Collected data
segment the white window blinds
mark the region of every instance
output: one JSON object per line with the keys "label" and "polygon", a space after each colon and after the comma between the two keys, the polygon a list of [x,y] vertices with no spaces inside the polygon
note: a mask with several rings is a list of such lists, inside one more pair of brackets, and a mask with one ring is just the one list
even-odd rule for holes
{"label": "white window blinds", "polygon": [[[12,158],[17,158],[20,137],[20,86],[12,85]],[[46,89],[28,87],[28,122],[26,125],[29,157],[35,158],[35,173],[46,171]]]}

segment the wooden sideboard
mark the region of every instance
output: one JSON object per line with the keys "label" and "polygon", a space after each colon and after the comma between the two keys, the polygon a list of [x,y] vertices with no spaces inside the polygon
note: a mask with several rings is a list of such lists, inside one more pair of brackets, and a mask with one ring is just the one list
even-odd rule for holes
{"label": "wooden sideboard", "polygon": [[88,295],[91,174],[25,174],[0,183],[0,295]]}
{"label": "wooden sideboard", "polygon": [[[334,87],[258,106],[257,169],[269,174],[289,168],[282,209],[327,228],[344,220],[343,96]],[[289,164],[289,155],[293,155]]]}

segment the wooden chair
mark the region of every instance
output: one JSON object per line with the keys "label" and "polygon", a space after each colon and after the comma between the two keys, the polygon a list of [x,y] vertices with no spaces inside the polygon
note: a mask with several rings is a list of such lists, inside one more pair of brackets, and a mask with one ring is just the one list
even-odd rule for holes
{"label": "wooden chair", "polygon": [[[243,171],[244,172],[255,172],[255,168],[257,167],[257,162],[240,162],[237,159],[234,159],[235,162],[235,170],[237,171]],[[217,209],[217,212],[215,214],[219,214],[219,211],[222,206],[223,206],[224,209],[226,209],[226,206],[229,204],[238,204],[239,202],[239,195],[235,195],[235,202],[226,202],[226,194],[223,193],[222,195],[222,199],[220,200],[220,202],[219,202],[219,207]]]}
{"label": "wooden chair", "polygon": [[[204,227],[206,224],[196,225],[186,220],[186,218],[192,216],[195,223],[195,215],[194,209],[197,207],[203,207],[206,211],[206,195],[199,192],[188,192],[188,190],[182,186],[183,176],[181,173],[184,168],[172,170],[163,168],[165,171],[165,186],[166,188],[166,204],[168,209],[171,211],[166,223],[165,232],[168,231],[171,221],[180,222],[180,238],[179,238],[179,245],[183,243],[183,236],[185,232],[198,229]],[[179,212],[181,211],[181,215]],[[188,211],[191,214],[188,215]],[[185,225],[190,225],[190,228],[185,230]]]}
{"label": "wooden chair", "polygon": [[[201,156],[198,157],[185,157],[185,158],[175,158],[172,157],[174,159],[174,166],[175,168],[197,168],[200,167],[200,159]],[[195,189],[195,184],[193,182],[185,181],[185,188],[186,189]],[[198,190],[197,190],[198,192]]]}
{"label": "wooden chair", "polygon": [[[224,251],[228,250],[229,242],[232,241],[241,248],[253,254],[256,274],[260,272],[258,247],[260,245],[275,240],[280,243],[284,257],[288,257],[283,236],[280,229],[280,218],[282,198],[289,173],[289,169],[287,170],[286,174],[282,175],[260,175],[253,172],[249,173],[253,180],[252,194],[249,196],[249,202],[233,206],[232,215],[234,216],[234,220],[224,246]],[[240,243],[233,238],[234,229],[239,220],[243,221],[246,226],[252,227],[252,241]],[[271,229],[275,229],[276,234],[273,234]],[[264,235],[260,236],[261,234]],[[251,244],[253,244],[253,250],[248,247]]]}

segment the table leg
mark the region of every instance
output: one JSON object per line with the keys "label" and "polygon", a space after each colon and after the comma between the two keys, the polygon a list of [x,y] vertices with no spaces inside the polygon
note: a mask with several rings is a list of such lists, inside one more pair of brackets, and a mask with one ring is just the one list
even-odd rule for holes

» WHAT YOU ARE ASKED TO DO
Render every line of the listing above as a numbered list, omitting the blank lines.

» OUTPUT OF THE TASK
1. segment the white window blinds
2. mark the region of every instance
3. output: one JSON object per line with the keys "label" and "polygon", a space after each colon and after the comma between the two keys, the polygon a list of [x,y] vertices with no spaces inside the polygon
4. note: a mask with several rings is a list of such lists, inside one more pair of brackets, and a mask with one ring is just the one list
5. even-odd rule for holes
6. {"label": "white window blinds", "polygon": [[[12,158],[17,158],[20,137],[20,86],[12,85]],[[46,89],[28,87],[28,122],[26,125],[29,157],[35,158],[35,173],[46,171]]]}
7. segment the wooden sideboard
8. mark the region of every instance
9. output: one JSON object per line with the keys "label" and "polygon", a space after each colon and after the comma between the two keys, the polygon a list of [x,y] vertices with no spaces inside the polygon
10. note: a mask with several rings is a list of such lists, inside one more pair of brackets, and a mask with one ring is just the one list
11. even-odd rule for holes
12. {"label": "wooden sideboard", "polygon": [[88,295],[91,174],[25,174],[0,183],[0,295]]}
13. {"label": "wooden sideboard", "polygon": [[[334,87],[258,106],[257,169],[269,174],[289,168],[282,209],[327,228],[344,220],[343,96]],[[289,164],[289,155],[293,155]]]}
14. segment the wooden chair
15. mark the region of every instance
16. output: one JSON object per line with the keys "label" and "polygon", a space after each colon and after the comma between the two keys, the polygon a list of [x,y] vertices with no spaces inside the polygon
17. note: a mask with several rings is a list of such lists, inside one more pair of brackets, and a mask with one ring is just the one list
18. even-odd rule for holes
19. {"label": "wooden chair", "polygon": [[[243,171],[244,172],[255,172],[255,168],[257,167],[257,162],[240,162],[237,159],[234,159],[235,162],[235,170],[237,171]],[[217,209],[217,212],[215,214],[219,214],[219,211],[222,206],[223,206],[224,209],[226,209],[226,206],[229,204],[238,204],[239,202],[239,195],[235,195],[235,202],[226,202],[226,194],[223,193],[222,195],[222,199],[220,200],[220,202],[219,202],[219,207]]]}
20. {"label": "wooden chair", "polygon": [[[204,227],[206,224],[196,225],[186,220],[186,218],[192,216],[195,223],[195,215],[194,209],[197,207],[203,207],[206,211],[206,195],[199,192],[188,192],[188,190],[182,186],[183,176],[181,173],[184,168],[172,170],[163,168],[165,171],[165,186],[166,188],[166,204],[168,209],[171,211],[166,223],[165,232],[168,231],[171,221],[180,222],[180,238],[179,238],[179,245],[183,243],[183,236],[185,232],[198,229]],[[179,212],[181,211],[181,215]],[[188,211],[191,214],[188,215]],[[185,225],[190,225],[190,228],[185,230]]]}
21. {"label": "wooden chair", "polygon": [[[201,156],[198,157],[185,157],[185,158],[175,158],[172,157],[174,159],[174,166],[175,168],[197,168],[200,167],[200,159]],[[195,189],[195,184],[193,182],[185,181],[185,188],[186,189]],[[198,190],[197,190],[198,192]]]}
22. {"label": "wooden chair", "polygon": [[[224,251],[228,250],[229,242],[232,241],[241,248],[253,254],[256,274],[260,272],[258,247],[260,245],[275,240],[280,243],[284,257],[288,257],[283,236],[280,229],[280,218],[282,198],[289,173],[289,169],[287,170],[286,174],[282,175],[260,175],[253,172],[249,173],[253,180],[252,194],[249,196],[249,202],[233,206],[232,215],[234,216],[234,220],[224,246]],[[240,243],[233,238],[234,229],[239,220],[243,221],[246,226],[252,227],[252,241]],[[271,229],[275,229],[276,234],[273,234]],[[264,235],[260,236],[261,234]],[[251,244],[253,244],[253,250],[248,247]]]}
23. segment the table leg
24. mark the region of every instance
25. output: one JSON object per line with the keys "label" and "polygon", a space after each colon and after the comma between the two keys, the polygon a list of [x,y] vertices with no spaces inside the polygon
26. note: a mask with several rings is a list of such lists, inside one more pair of brackets, and a mask with one ring is just the one list
27. even-odd rule for holes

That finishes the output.